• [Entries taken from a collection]

= = = = =

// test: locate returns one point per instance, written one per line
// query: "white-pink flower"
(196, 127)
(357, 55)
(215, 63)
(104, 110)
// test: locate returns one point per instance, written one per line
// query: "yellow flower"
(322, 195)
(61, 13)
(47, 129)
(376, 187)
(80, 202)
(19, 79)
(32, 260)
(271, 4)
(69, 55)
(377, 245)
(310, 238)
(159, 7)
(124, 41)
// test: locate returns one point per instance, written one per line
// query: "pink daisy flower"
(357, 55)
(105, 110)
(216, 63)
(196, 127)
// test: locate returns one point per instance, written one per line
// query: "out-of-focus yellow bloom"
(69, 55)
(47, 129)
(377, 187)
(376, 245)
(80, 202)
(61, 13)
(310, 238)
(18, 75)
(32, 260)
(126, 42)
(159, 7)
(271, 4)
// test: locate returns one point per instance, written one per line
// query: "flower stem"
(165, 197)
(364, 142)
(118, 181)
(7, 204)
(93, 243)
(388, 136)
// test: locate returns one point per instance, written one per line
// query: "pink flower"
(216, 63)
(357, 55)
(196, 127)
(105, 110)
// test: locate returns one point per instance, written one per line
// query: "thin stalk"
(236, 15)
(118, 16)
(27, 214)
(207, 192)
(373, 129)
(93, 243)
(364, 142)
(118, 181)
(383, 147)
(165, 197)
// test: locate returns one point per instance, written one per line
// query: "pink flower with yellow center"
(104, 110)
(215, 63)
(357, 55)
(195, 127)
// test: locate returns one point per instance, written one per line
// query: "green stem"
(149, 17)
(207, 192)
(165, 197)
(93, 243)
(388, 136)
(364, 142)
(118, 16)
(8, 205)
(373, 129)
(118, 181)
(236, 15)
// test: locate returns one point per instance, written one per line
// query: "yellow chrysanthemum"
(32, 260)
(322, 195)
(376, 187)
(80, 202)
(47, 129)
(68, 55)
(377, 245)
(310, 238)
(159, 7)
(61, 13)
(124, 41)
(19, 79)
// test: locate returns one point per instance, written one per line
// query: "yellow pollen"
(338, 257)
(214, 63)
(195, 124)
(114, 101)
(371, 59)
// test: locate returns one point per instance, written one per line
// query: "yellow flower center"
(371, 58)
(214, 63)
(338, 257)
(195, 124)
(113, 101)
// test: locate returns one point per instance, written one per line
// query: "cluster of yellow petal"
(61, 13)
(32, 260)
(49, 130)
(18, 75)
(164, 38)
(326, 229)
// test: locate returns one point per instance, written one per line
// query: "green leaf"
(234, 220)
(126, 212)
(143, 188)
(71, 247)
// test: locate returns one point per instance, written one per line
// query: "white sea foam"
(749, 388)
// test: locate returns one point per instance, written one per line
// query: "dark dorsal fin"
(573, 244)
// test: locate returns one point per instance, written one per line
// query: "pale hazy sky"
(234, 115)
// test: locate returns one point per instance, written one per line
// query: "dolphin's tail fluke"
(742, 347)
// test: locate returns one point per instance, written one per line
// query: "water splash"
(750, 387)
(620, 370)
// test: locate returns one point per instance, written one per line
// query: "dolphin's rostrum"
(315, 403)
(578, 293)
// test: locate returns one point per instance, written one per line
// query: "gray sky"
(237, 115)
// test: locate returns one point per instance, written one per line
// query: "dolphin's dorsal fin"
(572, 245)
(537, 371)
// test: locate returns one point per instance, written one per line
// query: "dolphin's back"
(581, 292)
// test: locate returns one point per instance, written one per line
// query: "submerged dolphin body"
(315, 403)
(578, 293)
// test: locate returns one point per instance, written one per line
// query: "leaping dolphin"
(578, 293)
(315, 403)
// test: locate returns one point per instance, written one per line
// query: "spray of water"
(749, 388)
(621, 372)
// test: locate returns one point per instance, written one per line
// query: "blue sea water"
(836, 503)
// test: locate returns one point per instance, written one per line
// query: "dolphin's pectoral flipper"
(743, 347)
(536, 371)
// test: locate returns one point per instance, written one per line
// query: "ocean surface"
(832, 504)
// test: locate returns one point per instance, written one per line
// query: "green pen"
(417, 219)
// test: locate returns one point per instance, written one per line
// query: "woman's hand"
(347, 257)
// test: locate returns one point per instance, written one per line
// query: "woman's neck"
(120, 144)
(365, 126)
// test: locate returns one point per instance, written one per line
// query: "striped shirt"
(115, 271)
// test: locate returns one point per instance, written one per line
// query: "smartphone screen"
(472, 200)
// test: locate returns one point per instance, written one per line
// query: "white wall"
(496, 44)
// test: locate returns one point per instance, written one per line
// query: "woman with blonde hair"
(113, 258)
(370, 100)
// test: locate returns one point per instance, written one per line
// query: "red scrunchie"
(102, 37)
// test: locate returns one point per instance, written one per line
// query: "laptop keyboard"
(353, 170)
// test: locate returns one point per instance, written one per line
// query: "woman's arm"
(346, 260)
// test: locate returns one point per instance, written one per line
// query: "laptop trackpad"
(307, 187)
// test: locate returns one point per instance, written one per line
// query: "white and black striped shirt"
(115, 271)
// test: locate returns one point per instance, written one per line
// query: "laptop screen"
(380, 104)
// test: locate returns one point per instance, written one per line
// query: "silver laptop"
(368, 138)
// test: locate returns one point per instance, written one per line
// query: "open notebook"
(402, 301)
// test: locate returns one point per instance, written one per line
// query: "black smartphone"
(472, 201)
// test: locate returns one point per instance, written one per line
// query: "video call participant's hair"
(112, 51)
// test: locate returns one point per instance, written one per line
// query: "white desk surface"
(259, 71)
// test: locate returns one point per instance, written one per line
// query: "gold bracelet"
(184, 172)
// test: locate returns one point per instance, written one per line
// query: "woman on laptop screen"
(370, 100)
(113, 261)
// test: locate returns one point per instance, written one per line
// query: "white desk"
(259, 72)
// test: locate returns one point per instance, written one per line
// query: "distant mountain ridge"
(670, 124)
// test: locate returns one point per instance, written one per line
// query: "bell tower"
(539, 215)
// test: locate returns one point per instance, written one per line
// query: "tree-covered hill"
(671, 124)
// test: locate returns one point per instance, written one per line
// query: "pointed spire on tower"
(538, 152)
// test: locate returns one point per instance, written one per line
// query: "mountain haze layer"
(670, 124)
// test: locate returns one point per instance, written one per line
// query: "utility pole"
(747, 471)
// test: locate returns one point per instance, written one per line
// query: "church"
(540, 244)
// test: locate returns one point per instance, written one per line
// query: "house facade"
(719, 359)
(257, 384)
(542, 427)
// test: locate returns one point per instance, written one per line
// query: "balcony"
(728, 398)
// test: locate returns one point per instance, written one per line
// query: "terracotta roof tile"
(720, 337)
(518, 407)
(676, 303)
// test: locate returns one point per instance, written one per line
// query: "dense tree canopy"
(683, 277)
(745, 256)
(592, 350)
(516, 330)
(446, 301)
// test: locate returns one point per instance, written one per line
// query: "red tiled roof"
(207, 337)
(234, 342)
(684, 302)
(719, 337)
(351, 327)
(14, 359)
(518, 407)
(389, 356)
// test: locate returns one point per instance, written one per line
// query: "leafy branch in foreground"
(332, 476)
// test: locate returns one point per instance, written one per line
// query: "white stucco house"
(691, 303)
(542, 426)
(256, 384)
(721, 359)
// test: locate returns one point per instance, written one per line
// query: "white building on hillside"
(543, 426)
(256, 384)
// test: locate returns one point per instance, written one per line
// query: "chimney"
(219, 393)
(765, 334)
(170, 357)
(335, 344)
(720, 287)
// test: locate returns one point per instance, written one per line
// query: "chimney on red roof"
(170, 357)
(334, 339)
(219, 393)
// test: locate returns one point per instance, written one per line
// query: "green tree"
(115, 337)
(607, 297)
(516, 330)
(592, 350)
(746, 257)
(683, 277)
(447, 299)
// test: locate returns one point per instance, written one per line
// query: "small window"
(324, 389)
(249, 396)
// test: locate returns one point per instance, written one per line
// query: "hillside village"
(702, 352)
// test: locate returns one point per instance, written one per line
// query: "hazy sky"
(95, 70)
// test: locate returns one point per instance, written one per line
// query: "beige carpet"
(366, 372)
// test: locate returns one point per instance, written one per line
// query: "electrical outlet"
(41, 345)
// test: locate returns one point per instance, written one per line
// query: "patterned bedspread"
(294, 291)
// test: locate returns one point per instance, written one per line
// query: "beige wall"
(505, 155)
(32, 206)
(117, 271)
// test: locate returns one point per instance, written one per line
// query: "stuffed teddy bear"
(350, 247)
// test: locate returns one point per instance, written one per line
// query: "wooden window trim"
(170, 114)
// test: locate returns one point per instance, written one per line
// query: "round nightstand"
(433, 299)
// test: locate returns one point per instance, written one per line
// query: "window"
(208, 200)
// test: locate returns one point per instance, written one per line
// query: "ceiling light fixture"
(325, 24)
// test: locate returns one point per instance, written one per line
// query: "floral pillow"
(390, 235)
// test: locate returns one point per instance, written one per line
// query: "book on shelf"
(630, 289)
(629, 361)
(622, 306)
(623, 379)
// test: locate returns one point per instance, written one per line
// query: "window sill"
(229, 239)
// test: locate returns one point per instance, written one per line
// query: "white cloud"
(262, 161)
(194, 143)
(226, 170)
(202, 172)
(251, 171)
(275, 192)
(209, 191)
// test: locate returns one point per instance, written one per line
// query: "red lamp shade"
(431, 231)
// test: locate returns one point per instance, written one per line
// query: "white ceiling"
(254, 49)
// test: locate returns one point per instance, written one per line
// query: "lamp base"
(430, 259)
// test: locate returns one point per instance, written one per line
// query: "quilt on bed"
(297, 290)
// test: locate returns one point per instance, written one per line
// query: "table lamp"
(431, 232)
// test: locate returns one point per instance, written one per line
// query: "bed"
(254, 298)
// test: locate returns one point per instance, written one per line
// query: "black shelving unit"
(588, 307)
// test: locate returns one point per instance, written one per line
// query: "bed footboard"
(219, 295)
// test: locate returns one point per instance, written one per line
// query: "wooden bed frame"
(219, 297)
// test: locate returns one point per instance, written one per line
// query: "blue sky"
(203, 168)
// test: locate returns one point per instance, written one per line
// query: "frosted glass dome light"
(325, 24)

= = = = =

Filter the listing above, copying every line that contains the word "ceiling".

// query: "ceiling light fixture"
// query: "white ceiling"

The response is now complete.